SHORT TASK A -> According to the soybean trade passage, which two countries have imported more than 1 million t of US soybeans this season?
SHORT TASK B -> Repeat the soybean trade passage word for word, starting at "However, this could" and ending at "their summit meeting.".

PASSAGE SHOWN ->
- - -
Peter Sand, BIMCO Chief Shipping Analyst, explained: “Tonne mile demand is further hurt as not only are the volumes of US soybean exports lower than last year, the distances sailed are also much shorter as the new destinations are closer to the US than China is.”

This season, only two countries have imported more than 1 million t of US soybeans: Argentina with 1.21 million t and Mexico with 1.18 million t.

However, this could all be set to change. On 1 December during the G20 summit in Buenos Aires (Argentina), US President Trump and China’s Xi Jinping agreed to a trade war ceasefire.

The US and China have agreed not to increase or implement additional tariffs on goods for 90 days commencing on 1 January 2019, to allow for discussions. Beijing has also agreed to purchase more American agricultural products.

The White House explained that, as part of the agreement, “China will agree to purchase a not yet agreed upon, but very substantial, amount of agricultural, energy, industrial and other product from the US to reduce the trade imbalance between our two countries.”

China has not yet released much information regarding the truce deal made during their summit meeting.

In light of the ceasefire, the market is looking optimistic.

On 3 December, the futures contract for January 2019 on soybeans increased by 1.1% at the Chicago Mercantile Exchange–delivery rose as much as 3.2% to US$9.23 3/4 a bushel, the highest price for the most active contract since 19 June.Additionally, according to Reuters, US soybean futures rallied to their highest since at least August.2

However, the ceasefire does not bring an end to the ongoing trade war entirely, as the current tariffs already in place remain valid. And once those 90 days are up, more could be imposed.

It is still uncertain how the two countries will settle the US’ underlying concerns regarding trade barriers and subsidies.

Aptly put, Iowa Soybean Association President Lindsay Greiner said: “Hopefully, in the next 90 days, negotiations will move forward and we can move to resolve this whole thing. There is a long way to go.”
- - -
Segmentation labeling items
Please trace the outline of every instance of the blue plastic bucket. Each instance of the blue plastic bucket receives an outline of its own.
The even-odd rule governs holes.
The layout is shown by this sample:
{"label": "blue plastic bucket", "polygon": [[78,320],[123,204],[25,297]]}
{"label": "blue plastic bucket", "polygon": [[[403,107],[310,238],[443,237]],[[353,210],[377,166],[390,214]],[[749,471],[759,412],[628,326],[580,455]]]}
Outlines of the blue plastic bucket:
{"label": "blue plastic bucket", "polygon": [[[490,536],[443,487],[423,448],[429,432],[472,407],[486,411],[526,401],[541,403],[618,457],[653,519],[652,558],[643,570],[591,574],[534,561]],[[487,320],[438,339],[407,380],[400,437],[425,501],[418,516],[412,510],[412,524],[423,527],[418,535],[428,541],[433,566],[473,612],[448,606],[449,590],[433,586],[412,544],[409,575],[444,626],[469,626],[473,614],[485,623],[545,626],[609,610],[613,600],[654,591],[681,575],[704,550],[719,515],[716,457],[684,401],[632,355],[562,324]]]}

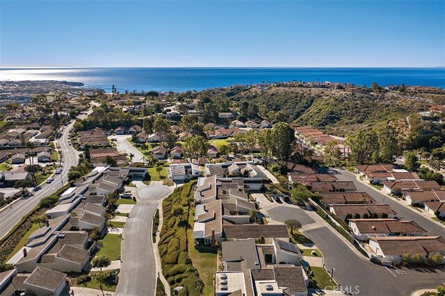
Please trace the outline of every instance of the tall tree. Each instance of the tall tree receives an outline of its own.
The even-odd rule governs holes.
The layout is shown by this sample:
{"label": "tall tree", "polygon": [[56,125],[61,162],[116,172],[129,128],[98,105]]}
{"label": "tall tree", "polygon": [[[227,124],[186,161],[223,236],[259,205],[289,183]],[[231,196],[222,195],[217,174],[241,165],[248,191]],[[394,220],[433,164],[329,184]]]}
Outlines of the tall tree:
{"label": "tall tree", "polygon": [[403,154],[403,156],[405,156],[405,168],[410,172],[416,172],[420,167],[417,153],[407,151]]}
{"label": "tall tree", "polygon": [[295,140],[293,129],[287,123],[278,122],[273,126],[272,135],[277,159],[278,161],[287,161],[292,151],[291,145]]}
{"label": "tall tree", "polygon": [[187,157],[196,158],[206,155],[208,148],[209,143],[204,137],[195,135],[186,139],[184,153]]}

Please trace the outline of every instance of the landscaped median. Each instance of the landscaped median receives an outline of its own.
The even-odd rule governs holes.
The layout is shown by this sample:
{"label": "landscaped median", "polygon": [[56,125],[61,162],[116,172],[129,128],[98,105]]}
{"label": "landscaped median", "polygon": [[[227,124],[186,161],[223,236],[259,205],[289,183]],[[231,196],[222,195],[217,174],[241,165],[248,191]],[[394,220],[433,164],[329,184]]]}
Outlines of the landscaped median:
- - -
EXERCISE RESULT A -> Argentina, with 1.21 million t, and Mexico, with 1.18 million t.

EXERCISE RESULT B ->
However, this could all be set to change. On 1 December during the G20 summit in Buenos Aires (Argentina), US President Trump and China’s Xi Jinping agreed to a trade war ceasefire.

The US and China have agreed not to increase or implement additional tariffs on goods for 90 days commencing on 1 January 2019, to allow for discussions. Beijing has also agreed to purchase more American agricultural products.

The White House explained that, as part of the agreement, “China will agree to purchase a not yet agreed upon, but very substantial, amount of agricultural, energy, industrial and other product from the US to reduce the trade imbalance between our two countries.”

China has not yet released much information regarding the truce deal made during their summit meeting.